**Task requirements:** The expected response is the complete listing below, restated exactly, with its pictures omitted.
Material to process Block Start
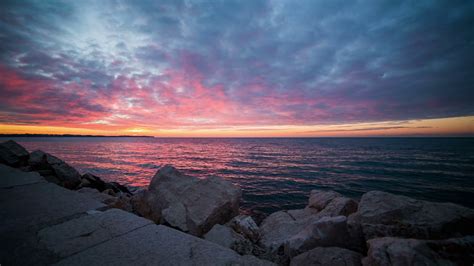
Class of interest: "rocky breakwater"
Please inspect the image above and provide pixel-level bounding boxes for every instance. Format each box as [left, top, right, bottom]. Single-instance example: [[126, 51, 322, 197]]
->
[[2, 139, 473, 265]]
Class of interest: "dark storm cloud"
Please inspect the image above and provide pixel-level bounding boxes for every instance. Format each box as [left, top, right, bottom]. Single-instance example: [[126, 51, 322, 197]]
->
[[0, 0, 473, 127]]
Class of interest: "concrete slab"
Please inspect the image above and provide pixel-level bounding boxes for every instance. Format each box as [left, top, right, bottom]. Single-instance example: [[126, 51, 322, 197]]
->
[[0, 182, 105, 265], [0, 164, 45, 188], [39, 208, 153, 257], [56, 224, 273, 266]]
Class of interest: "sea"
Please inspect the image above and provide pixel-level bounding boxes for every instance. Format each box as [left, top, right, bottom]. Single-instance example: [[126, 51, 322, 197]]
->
[[2, 137, 473, 214]]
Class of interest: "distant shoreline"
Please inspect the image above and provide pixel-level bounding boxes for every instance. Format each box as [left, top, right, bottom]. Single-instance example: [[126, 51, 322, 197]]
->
[[0, 134, 154, 138], [0, 134, 472, 138]]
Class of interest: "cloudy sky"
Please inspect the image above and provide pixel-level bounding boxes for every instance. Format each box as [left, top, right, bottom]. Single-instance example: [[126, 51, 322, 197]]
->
[[0, 0, 473, 136]]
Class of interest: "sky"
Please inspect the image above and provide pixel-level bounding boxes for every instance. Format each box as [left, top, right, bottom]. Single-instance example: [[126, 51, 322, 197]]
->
[[0, 0, 473, 137]]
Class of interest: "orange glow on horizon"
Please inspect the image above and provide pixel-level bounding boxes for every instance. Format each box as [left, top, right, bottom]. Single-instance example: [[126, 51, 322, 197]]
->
[[0, 116, 472, 137]]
Material to process Block End
**Solution to this problem:**
Class of interest: "rocky breakwater"
Please inspect the image above and provide pixel-level bounding boxes for every instance. Format each box as [left, top, right, bottom]. Single-instance example: [[126, 51, 322, 197]]
->
[[2, 139, 473, 265]]
Class of interest: "dark storm cloud"
Please inspect the image above and provide pixel-level bounding boxes for every instance. Format each box as [left, top, right, bottom]. Single-instance example: [[126, 51, 322, 197]]
->
[[0, 0, 473, 127]]
Class of interest: "concrete slab"
Please inspect the image above and provide pixel-level bounding boxes for every instance. Format each box as [left, top, right, bottom]. Single-instance example: [[126, 51, 322, 197]]
->
[[0, 182, 105, 265], [0, 164, 45, 188], [39, 208, 153, 257], [56, 224, 273, 266]]
Class of interest: "sea"
Please inspect the image above and provide pixel-level bounding boxes for every instance. Format each box as [left, top, right, bottom]. Single-instance example: [[126, 51, 322, 197]]
->
[[2, 137, 473, 214]]
Class of interest: "distant shoreline"
Please inspect the image above and provide pixel-level bounding boxes for every instance. Format each box as [left, top, right, bottom]. Single-instance example: [[126, 51, 322, 197]]
->
[[0, 134, 154, 138], [0, 134, 472, 138]]
Class of interest: "cloudy sky"
Please inspect the image above and provide pixel-level bounding boxes for every instance. Format each box as [left, top, right, bottom]. Single-instance example: [[126, 51, 322, 197]]
->
[[0, 0, 473, 136]]
Class of interest: "sky"
Please inspect the image above and provide pixel-level bounding boxes for every instance. Format each box as [left, top, right, bottom]. Single-instance example: [[126, 51, 322, 197]]
->
[[0, 0, 473, 137]]
Class of interest: "orange glow on horizon"
Please inspect the image above and provide pixel-level bounding boxes for every instance. Format each box as [left, top, right, bottom]. Single-instance example: [[126, 51, 322, 197]]
->
[[0, 116, 472, 137]]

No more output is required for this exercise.